## GIVEN TASK:
Repeat each line of the material below exactly as it appears, minus any pictures.

---------- MATERIAL SUPPLIED ----------

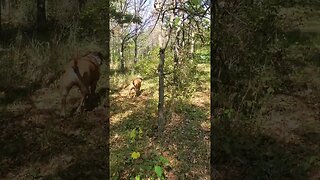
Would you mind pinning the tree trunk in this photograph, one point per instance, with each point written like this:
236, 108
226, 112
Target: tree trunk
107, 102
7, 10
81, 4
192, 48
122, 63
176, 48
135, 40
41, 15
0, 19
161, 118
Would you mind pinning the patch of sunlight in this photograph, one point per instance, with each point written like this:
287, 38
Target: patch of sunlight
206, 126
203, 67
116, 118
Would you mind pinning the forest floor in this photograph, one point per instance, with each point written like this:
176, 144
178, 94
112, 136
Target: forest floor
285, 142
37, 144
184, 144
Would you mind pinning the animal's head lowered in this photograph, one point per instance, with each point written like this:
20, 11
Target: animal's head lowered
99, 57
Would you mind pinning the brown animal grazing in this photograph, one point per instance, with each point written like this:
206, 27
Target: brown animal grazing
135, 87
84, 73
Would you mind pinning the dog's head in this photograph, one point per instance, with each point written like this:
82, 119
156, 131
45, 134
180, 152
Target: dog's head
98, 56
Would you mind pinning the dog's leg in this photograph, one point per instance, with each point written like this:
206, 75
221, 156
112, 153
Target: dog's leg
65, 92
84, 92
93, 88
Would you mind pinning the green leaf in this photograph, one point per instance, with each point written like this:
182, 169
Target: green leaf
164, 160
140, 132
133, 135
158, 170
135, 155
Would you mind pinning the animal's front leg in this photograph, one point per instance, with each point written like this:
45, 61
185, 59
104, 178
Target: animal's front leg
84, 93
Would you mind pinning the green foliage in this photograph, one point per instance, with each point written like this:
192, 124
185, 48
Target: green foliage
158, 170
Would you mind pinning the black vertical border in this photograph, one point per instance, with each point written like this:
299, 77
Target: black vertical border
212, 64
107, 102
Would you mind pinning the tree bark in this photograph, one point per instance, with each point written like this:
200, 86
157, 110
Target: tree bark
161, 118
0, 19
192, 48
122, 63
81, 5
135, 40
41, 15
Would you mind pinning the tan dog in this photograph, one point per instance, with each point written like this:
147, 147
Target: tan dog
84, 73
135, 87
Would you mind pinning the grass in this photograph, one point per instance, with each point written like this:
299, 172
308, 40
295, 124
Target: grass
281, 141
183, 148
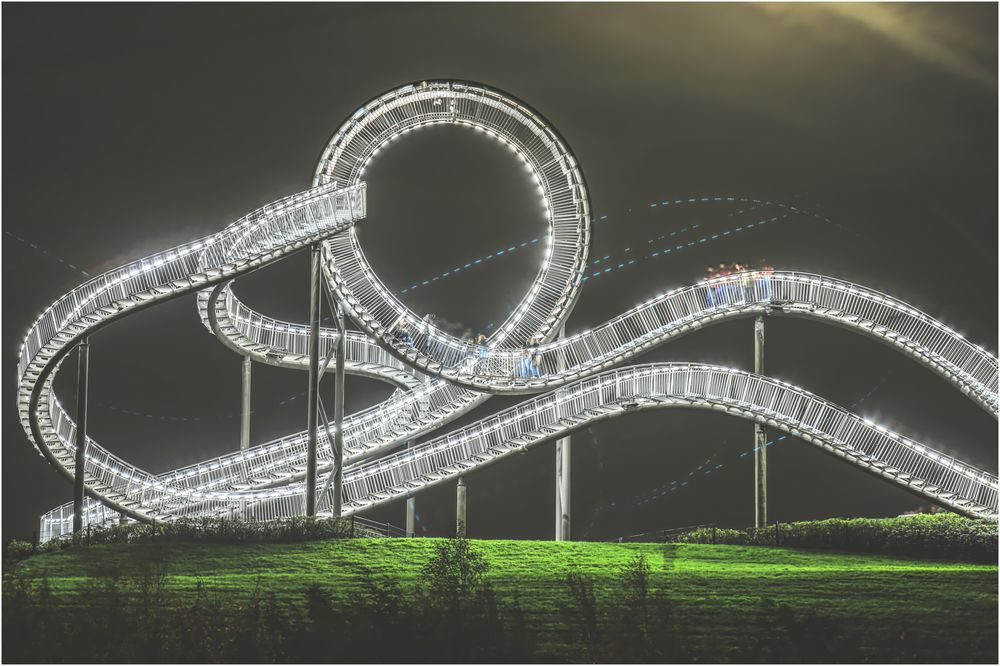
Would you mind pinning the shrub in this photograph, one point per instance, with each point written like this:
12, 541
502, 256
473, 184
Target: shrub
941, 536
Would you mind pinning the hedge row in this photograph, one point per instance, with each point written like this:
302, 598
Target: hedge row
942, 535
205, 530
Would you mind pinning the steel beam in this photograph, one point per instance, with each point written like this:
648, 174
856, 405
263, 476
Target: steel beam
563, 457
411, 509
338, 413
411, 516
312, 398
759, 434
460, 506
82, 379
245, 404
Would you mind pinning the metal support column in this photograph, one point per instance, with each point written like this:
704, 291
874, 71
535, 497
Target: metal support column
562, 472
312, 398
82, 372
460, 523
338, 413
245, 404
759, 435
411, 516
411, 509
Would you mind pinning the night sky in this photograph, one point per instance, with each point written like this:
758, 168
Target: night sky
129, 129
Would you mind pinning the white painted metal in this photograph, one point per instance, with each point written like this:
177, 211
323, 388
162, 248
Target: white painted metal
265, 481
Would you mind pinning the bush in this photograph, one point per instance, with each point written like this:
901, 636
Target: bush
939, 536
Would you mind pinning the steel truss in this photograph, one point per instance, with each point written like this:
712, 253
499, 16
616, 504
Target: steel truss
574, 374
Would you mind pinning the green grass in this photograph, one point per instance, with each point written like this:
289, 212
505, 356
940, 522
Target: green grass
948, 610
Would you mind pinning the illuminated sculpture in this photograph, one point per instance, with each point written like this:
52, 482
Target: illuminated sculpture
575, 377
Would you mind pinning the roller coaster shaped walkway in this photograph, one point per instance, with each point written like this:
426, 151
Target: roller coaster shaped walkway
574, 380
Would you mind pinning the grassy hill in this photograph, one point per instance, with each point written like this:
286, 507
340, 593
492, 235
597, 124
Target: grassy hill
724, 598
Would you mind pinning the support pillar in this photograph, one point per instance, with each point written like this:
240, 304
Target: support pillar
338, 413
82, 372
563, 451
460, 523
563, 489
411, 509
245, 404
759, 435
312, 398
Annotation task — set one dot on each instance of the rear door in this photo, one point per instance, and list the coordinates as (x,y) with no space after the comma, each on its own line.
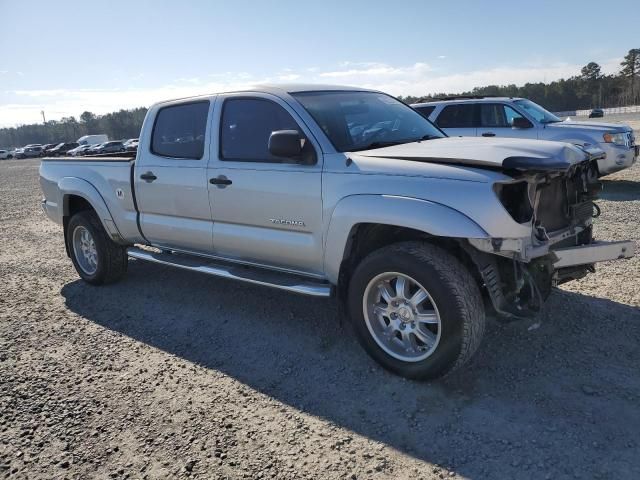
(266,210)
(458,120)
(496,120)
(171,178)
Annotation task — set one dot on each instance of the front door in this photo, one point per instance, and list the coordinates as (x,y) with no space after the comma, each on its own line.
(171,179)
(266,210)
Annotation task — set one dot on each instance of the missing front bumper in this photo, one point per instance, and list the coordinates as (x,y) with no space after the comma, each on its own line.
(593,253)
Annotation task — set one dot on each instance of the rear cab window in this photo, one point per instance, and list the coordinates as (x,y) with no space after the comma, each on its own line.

----------

## WORKED ANSWER:
Would you mind pinning the tree trunk in this photograph, one point per instance, with each point written like this:
236, 108
226, 112
Target: tree trunk
107, 102
7, 10
81, 4
192, 48
122, 63
176, 48
135, 40
41, 15
0, 19
161, 118
Would you mind pinning the patch of sunlight in this photograph, one point per instance, with each point written like this:
287, 38
Target: patch of sunlight
206, 126
203, 67
116, 118
Would you mind pinning the forest floor in this photograph, one point per instance, with each point written like this:
176, 144
178, 94
112, 136
Target: forest floor
285, 142
37, 144
184, 144
Would you mind pinning the animal's head lowered in this photograph, one point per instance, with each point written like this:
20, 11
Target: animal's head lowered
99, 57
Would you mind pinning the brown animal grazing in this photograph, one point per instance, with each point written like this:
206, 27
Target: brown animal grazing
135, 87
84, 73
Would you mind pinning the dog's head in this photograph, one point per instance, with each point written like this:
82, 119
156, 131
45, 134
180, 152
Target: dog's head
98, 56
Would you mind pinning the dog's leg in this photograph, one point per instance, with each point written like this:
206, 75
221, 156
112, 153
Target: dog's leg
65, 92
84, 92
93, 88
Would you mind pinning the green leaf in this photograph, one point per instance, with each point written like this:
182, 169
Target: green leaf
164, 160
140, 132
133, 135
158, 170
135, 155
Would you mind pinning the animal's front leg in this photograph, one point per instance, with each point written like this:
45, 61
185, 59
104, 178
Target: animal's front leg
84, 93
Would you mind pinning the green foliage in this photograph, one point per instance, with each point written like this:
192, 124
185, 48
Target: green foliage
158, 170
Would you mind pinning the black vertical border in this photograph, one point per instance, with each point written like this:
299, 77
Target: black vertical border
212, 64
107, 102
Would you mind pinning the tree bark in this photograph, one point per instance, with each point written like this:
200, 86
157, 110
Target: tree bark
161, 118
0, 19
192, 48
122, 63
81, 5
135, 40
41, 15
Would you mind pinning the tan dog in this photograph, one point per instance, with each point written like this:
147, 147
Target: tan dog
84, 73
135, 87
Would you mind pinning the grass in this photograph, one point per instance, with each point written like this:
299, 172
308, 40
295, 124
Target: grass
281, 141
183, 148
Would you mind pinning the shrub in this photograph, one point per instance, with each point written like this:
12, 541
502, 256
473, 184
Target: shrub
941, 536
Would you mind pinning the hedge row in this photograph, one point per instance, with each point written like this:
302, 598
Target: hedge row
942, 535
205, 530
Would you mind pinning the steel beam in this photograph, one point per instance, with each point written like this:
648, 174
856, 405
263, 476
Target: steel beam
563, 457
411, 509
338, 413
411, 516
312, 398
759, 434
460, 506
82, 379
245, 404
Would you mind pinning the metal support column in this photograph, one point per instance, with each point written like this:
704, 291
874, 71
535, 497
Target: metal support column
562, 472
312, 398
82, 372
460, 523
338, 413
245, 404
759, 435
411, 516
411, 509
Would you mind pinning the night sky in this photograph, one point per instance, with each point written like this:
758, 168
Target: night sky
129, 129
Would you mind pinning the white painted metal in this photograph, one point per instance, with each point written like this:
177, 211
323, 388
162, 248
Target: white painted metal
265, 481
Would you mind pinning the bush in this photograph, one point per instance, with each point written like this:
901, 636
Target: bush
939, 536
Would you mind pinning the steel truss in this photograph, one point per instance, with each point written like this:
712, 253
499, 16
616, 504
Target: steel truss
574, 374
Would you mind pinning the green grass in this photograph, one point per instance, with each point written like this:
289, 212
505, 356
940, 522
Target: green grass
948, 610
Would you mind pinning the illuminated sculpture in this photograph, one point per instance, with each point written like this:
52, 482
Target: illuminated sculpture
575, 377
Would you mind pinning the roller coaster shaped walkway in this photograph, one point per instance, with each point written like this:
426, 151
Target: roller coaster shaped walkway
574, 380
Would you mind pinning the grassy hill in this photograph, one point per instance, with each point written like this:
286, 507
340, 593
492, 235
597, 124
Target: grassy hill
724, 598
Would you mind pinning the support pillar in this photograph, one point per instance, with each point written like this:
240, 304
Target: support pillar
338, 413
82, 372
563, 451
460, 523
563, 489
411, 509
245, 404
759, 435
312, 398
Annotation task — set one dot on each instance of the rear door in this photo, one point per instance, and list the coordinates as (x,y) with no space after the comma, each on its own line.
(266,210)
(458,120)
(496,120)
(171,178)
Annotation task — set one dot on each instance of the front door in this photo, one point per instance, and list the coordinates as (x,y) with no space after the comma, each on its own line.
(171,179)
(266,210)
Annotation task — set one dot on each instance of the missing front bumper in this photo, one point per instance, and list the coordinates as (x,y) with no space after the comma, each on its own line.
(593,253)
Annotation task — set one dot on each instance of the rear cab window in this photo, one point per instance, and list the coordinates as (x,y) with no space after the comma, each on its own line.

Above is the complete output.